[Entries from a point annotation set]

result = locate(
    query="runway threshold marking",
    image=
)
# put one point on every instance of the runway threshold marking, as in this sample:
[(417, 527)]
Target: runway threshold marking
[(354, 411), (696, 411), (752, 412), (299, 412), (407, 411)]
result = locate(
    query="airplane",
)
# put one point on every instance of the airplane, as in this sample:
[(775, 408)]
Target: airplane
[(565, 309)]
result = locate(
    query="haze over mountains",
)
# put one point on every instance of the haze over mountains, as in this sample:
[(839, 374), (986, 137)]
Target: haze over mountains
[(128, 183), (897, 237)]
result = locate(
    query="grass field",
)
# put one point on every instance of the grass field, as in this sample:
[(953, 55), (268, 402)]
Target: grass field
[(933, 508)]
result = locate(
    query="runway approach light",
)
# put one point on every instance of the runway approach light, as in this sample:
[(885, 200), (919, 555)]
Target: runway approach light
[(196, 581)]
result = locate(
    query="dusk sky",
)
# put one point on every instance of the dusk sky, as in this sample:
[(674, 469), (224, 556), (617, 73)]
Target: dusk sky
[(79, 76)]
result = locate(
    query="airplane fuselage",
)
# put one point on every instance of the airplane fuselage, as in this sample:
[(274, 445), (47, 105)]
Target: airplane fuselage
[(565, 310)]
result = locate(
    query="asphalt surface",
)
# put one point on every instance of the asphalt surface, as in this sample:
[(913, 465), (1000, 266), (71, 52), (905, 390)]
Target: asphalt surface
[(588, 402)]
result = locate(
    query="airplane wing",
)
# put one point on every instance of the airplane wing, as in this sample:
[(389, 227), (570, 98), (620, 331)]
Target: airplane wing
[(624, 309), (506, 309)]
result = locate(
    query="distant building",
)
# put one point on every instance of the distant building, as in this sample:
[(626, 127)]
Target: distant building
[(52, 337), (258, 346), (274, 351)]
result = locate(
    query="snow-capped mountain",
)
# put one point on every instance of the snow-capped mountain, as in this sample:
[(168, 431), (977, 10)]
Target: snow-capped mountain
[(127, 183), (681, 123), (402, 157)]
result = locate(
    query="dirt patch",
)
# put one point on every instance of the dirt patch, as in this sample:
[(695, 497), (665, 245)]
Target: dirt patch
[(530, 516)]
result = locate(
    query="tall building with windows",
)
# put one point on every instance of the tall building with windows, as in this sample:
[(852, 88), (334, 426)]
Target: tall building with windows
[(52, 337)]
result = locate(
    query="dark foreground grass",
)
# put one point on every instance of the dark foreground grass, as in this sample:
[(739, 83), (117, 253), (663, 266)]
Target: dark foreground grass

== To do ==
Print the whole listing exactly as it is.

== Final answer ==
result = locate(
    query="runway threshold marking",
    image=
)
# put one point on every instance of the runway threshold marking, as in this sample:
[(417, 527)]
Target: runway threshold marking
[(354, 411), (696, 411), (752, 412), (299, 412), (407, 411)]
result = locate(
    query="airplane",
)
# put one point on every instance of the airplane, as in this sample:
[(775, 408)]
Target: airplane
[(565, 309)]
result = locate(
    query="haze over mountains",
)
# put one point on every instance of the haze over mountains, as in this sample:
[(839, 374), (986, 137)]
Target: haze over mountains
[(128, 183), (897, 237)]
result = locate(
    query="grass field",
)
# put one point on every instance of the grass field, as in this sample:
[(953, 55), (268, 402)]
Target: grass field
[(933, 508)]
result = locate(
    query="runway approach light",
)
# put one point on every instance of the runway approach light, as in this sample:
[(885, 200), (919, 555)]
Target: runway approach light
[(196, 581)]
result = locate(
    query="dusk sky",
)
# put one point on every instance of the dusk sky, as in this sample:
[(674, 469), (224, 556), (617, 73)]
Target: dusk sky
[(79, 76)]
result = locate(
    query="airplane fuselage",
)
# put one point on every instance of the airplane fuselage, as in this sample:
[(274, 445), (47, 105)]
Target: airplane fuselage
[(565, 310)]
result = locate(
    query="asphalt surface",
)
# put one point on every instance of the asphalt surface, as in this sample:
[(913, 465), (1000, 266), (71, 52), (905, 390)]
Target: asphalt surface
[(588, 402)]
result = locate(
    query="airplane wing",
)
# put one point on every instance of the airplane wing, as in this sample:
[(389, 227), (570, 98), (620, 331)]
Target: airplane wing
[(624, 309), (506, 309)]
result = locate(
    query="distant building",
)
# put one point on every instance of the distant building, as in this sample:
[(626, 127)]
Target: distant building
[(52, 337), (258, 346), (274, 351)]
result = locate(
    query="snow-capped mountain",
)
# put one point on every instance of the snow-capped mountain, as in this sample:
[(168, 431), (977, 10)]
Target: snow-capped mountain
[(127, 183), (681, 123), (402, 157)]
result = locate(
    query="dirt patch",
)
# put one point on every instance of the dirt patch, as in this sample:
[(695, 497), (665, 245)]
Target: dirt patch
[(530, 516)]
result = locate(
    query="tall building with windows",
)
# put one point on every instance of the tall building with windows, as in this sample:
[(852, 88), (334, 426)]
Target: tall building with windows
[(52, 337)]
result = locate(
    query="dark foreground grass",
)
# put one point on every instance of the dark foreground grass, as in this sample:
[(739, 83), (117, 253), (663, 266)]
Target: dark foreground grass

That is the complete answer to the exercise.